### TEXT SEGMENT
The velocity of money (let’s call it “V”) is the rate at which money changes hands, typically in a year. If V is, say five, that means that the average dollar changes hands five times a year. It is an important economic metric that gets little mention by the economic press.
When V is high, a dollar is changing hands frequently to purchase goods and services — suggesting that the economy is doing well. It reflects high demand, which generates more economic activity. When V is low, a dollar is not changing hands often to buy things — meaning that economic activity is sluggish. Instead, it is being saved and invested.
V is calculated by dividing the nation’s economic output, nominal GDP — GDP not adjusted for inflation — by the money supply. The measure of the money supply used here is so-called M2, which includes cash, checking accounts, savings deposits, money market securities, mutual funds and other time deposits.
This historical chart of V explains a lot. V has declined from a high of about 2.2 in the 1990s to a bit below 1.5 before COVID-19, and to 1.1 during the pandemic. So why is V so low and why has it been declining since the 1980s?
One reason is that the Federal Reserve Bank (Fed) has been pumping money into the economy, but to little avail because money is not changing hands. Another is that a lot of the money is concentrated among the richest Americans who are not spending most of their wealth. Look at the difference between mean and median family net worth. The larger the difference implies greater wealth inequality, which you can see has been increasing since the 1990s.
A lot of the country’s wealth is increasingly concentrated in the hands of the rich and the super-rich who do not spend most of their money — its V being zero — because they already own all they want to own. The richest 10 percent own about 70 percent of the country’s wealth. This is why long-term inflation is expected to remain low. The economy is awash in cash, but most of it is concentrated in the hands of a few who will not spend it. In contrast lower-and-middle income workers spend most of the money that they earn.
The Fed nor the private sector can correct the long-term decline in V, so economists such as Larry Summers are recommending that the government step in by borrowing money and spending on “green” infrastructure projects and on addressing climate change.
But notice the huge drop in V last year. The pandemic has caused most (responsible) citizens to stay home. Consequently, they are spending less and saving more. So, there is huge pent-up demand waiting to be unleashed once the country is vaccinated, especially in travel and leisure, suggesting that we can expect some short-term inflation in those sectors of the economy once the pandemic is controlled.
Given that the unemployment rate is 6.7 percent — meaning that most workers in the country are employed — and because they do not have available avenues to spend their money right now, it might not be wise to give an additional $1,400 in stimulus money. Most of it would be saved and would add to short-term inflation once the pandemic is over. Increasing unemployment payments, providing support to those experiencing food scarcity and assisting those without medical insurance would be a better way to target assistance.
Addressing wealth and income inequality should get more attention in the future, now that more and more working-class whites — the Republican party’s base — are falling through the cracks. Floridians are leading the charge by mandating an increase in the minimum wage. There are other and probably better ways of addressing the problem. I plan to write about that soon.
Murad Antia teaches finance at the Muma College of Business, University of South Florida, Tampa.

### EXERCISE DIRECTIONS
Reproduce the passage of the piece on the velocity of money from "When V is high, a" up to and including "other time deposits.", word for word.

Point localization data

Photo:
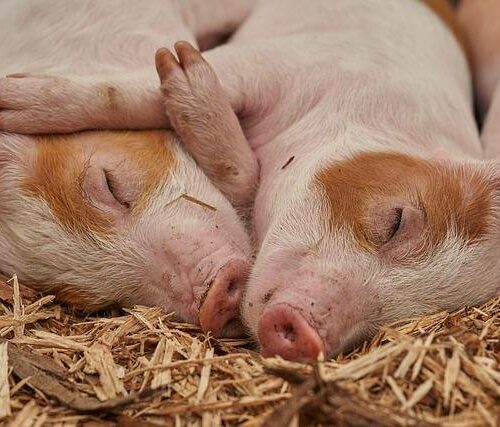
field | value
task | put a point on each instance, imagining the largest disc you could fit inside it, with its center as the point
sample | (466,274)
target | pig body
(372,204)
(481,24)
(102,218)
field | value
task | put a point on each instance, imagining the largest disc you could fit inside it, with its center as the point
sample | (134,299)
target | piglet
(481,24)
(373,204)
(113,217)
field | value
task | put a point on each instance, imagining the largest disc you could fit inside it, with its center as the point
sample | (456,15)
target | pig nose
(220,312)
(283,331)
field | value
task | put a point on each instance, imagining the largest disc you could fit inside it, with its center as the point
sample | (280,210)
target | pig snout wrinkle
(219,312)
(285,332)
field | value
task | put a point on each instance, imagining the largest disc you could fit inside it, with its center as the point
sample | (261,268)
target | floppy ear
(490,134)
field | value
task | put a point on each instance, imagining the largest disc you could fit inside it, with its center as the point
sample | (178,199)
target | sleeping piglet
(372,204)
(123,217)
(481,23)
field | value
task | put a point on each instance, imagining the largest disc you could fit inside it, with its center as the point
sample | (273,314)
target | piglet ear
(490,135)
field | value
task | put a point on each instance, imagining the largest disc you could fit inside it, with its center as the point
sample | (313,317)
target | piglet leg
(201,114)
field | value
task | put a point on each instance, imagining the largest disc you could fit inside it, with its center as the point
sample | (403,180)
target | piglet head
(372,239)
(102,218)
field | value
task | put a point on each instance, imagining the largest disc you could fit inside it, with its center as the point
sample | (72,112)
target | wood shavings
(138,367)
(4,382)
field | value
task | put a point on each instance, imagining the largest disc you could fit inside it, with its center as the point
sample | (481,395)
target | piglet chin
(220,311)
(285,332)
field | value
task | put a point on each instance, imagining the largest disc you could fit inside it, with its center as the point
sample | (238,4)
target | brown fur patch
(59,167)
(444,10)
(450,197)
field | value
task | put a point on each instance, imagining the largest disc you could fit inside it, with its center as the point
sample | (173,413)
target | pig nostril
(287,331)
(233,328)
(232,288)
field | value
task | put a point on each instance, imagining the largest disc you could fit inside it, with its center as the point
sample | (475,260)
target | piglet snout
(220,311)
(283,331)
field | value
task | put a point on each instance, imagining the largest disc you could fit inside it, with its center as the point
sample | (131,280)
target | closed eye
(396,224)
(111,183)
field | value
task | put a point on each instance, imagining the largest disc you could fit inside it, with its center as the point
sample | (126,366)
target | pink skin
(310,88)
(481,23)
(181,256)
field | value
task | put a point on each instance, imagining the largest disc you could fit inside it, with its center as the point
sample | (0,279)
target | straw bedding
(140,368)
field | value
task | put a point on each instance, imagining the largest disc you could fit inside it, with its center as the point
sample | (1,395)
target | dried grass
(140,368)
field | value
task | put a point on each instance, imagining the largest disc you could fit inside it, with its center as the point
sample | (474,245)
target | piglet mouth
(220,307)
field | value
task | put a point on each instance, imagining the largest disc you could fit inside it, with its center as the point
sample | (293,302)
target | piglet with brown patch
(372,204)
(102,218)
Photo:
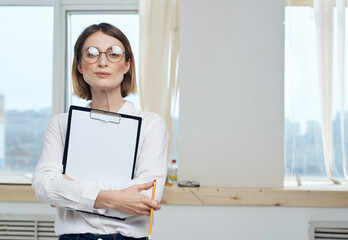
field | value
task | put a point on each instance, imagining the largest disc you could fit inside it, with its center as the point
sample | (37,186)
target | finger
(68,178)
(158,207)
(145,186)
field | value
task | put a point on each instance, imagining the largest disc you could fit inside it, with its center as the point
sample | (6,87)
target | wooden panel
(17,193)
(220,196)
(260,197)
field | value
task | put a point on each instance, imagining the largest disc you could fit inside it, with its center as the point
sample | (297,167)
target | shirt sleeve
(48,182)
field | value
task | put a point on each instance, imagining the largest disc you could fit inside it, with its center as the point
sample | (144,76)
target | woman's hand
(128,200)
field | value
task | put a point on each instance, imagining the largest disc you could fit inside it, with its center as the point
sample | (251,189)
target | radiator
(27,227)
(328,230)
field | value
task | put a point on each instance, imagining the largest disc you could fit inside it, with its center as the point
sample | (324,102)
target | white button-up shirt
(50,186)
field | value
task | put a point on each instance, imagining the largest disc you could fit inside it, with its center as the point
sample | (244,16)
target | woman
(104,72)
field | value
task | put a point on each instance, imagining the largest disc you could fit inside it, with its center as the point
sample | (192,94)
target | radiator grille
(27,227)
(328,231)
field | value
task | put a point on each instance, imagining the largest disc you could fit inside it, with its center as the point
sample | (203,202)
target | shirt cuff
(88,197)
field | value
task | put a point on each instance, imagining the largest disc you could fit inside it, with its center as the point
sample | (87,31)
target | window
(303,129)
(33,83)
(25,86)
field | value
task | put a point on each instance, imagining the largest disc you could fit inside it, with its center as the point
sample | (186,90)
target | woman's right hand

### RESULT OF THIS TASK
When V is high, a dollar is changing hands frequently to purchase goods and services — suggesting that the economy is doing well. It reflects high demand, which generates more economic activity. When V is low, a dollar is not changing hands often to buy things — meaning that economic activity is sluggish. Instead, it is being saved and invested.
V is calculated by dividing the nation’s economic output, nominal GDP — GDP not adjusted for inflation — by the money supply. The measure of the money supply used here is so-called M2, which includes cash, checking accounts, savings deposits, money market securities, mutual funds and other time deposits.